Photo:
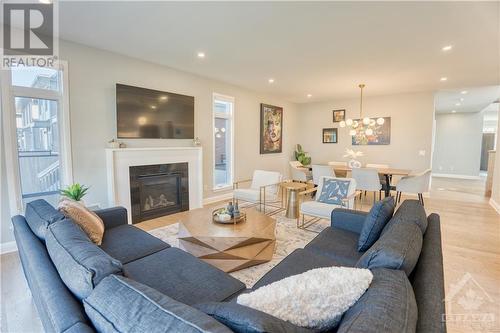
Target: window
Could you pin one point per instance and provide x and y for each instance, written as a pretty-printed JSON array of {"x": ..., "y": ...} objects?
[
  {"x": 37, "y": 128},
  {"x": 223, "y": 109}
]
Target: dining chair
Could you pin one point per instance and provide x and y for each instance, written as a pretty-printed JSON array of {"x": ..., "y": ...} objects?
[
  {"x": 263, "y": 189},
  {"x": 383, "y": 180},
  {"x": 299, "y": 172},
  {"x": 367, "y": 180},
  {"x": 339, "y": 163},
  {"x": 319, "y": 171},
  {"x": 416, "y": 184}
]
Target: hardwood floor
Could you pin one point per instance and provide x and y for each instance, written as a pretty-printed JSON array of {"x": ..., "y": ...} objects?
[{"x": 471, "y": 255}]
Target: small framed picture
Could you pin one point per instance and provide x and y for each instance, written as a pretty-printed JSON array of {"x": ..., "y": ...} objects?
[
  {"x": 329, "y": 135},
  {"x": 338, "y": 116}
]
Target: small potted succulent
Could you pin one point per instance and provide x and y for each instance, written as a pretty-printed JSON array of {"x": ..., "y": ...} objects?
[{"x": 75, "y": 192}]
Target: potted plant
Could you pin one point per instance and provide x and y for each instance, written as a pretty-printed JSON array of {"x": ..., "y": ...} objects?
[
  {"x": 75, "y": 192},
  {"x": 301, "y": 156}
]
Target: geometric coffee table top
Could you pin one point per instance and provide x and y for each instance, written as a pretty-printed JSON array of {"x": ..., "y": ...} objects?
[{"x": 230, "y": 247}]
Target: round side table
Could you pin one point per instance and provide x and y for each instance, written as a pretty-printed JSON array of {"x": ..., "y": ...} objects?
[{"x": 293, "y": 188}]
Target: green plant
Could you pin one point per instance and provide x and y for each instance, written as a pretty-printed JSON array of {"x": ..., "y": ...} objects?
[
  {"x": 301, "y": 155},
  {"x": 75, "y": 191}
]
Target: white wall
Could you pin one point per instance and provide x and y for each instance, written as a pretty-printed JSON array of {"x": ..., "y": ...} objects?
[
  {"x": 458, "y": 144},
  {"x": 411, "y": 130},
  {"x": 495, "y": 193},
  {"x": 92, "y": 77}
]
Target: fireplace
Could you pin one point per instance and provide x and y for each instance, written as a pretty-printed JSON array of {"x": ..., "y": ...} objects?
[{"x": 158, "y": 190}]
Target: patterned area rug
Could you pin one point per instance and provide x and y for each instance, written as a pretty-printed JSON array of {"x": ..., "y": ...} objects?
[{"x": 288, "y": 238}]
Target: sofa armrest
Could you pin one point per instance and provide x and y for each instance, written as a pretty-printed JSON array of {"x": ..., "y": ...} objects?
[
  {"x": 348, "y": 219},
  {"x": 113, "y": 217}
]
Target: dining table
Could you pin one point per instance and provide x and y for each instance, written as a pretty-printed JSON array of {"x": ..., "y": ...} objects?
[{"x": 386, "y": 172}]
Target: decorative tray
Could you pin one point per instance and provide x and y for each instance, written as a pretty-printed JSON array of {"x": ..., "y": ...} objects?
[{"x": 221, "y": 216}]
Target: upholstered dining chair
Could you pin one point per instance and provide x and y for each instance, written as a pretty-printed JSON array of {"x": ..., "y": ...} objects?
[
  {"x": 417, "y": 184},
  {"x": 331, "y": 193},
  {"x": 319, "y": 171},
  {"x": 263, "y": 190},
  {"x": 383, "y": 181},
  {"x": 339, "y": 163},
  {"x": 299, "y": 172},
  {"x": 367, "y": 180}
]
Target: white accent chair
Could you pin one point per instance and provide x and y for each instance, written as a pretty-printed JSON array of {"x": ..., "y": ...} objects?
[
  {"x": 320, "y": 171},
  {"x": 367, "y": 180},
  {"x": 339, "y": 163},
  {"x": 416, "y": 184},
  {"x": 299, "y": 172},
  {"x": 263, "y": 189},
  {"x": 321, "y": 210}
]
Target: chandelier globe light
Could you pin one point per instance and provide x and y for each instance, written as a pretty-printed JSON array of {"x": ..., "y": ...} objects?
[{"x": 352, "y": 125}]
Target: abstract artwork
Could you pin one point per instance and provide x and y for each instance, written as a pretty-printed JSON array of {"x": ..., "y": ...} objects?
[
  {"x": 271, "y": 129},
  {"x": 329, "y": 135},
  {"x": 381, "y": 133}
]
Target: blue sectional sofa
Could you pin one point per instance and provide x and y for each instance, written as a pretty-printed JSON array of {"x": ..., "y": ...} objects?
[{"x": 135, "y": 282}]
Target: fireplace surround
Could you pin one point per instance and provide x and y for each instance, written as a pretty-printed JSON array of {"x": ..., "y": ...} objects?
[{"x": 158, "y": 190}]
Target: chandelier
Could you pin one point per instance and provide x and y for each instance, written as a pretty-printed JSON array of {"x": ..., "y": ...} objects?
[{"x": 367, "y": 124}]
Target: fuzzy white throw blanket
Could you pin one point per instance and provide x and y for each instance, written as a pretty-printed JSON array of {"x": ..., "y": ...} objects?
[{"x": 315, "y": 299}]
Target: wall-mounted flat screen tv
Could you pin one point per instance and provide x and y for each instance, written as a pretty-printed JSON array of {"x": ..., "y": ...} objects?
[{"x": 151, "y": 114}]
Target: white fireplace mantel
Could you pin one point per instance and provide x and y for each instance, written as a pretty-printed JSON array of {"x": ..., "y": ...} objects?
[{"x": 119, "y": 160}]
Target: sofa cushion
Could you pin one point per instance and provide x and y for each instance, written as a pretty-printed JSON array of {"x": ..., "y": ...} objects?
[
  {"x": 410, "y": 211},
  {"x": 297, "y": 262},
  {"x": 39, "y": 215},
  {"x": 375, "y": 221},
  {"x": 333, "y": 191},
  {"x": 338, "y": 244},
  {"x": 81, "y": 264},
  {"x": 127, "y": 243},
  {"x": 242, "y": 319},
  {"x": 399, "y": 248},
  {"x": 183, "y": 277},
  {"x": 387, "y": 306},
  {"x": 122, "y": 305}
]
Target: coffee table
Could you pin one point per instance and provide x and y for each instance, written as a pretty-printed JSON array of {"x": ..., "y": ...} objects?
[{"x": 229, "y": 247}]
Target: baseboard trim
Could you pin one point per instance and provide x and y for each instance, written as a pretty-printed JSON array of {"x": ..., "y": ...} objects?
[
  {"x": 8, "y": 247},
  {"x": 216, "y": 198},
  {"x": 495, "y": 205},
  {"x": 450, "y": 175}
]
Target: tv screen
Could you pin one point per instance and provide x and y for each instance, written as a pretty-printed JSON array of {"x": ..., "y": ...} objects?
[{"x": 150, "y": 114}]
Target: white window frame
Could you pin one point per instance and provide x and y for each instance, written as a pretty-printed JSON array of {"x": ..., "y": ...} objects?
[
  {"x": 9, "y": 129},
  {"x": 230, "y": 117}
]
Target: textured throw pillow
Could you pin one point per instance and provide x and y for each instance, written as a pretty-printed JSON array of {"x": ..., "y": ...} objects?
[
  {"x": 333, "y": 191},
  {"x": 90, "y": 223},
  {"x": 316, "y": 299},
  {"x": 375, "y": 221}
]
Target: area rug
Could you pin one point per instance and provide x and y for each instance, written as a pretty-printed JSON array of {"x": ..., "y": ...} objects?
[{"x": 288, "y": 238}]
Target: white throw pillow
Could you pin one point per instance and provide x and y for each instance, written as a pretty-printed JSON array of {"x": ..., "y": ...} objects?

EXERCISE OBJECTIVE
Determine how many lines above hold the word "chair", then give only that number.

EXPECTED ANSWER
3